◆ WHAT NEEDS TO BE DONE
Repeat each entry below exactly as it stands.

◆ DATA FOR THIS EXERCISE

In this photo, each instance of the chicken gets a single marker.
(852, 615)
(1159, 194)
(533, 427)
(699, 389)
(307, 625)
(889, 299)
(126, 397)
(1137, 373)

◆ EXERCISE SOLUTION
In this photo, each instance of the chicken gets a single marker.
(852, 615)
(1159, 194)
(533, 427)
(699, 389)
(307, 625)
(889, 299)
(126, 397)
(1137, 373)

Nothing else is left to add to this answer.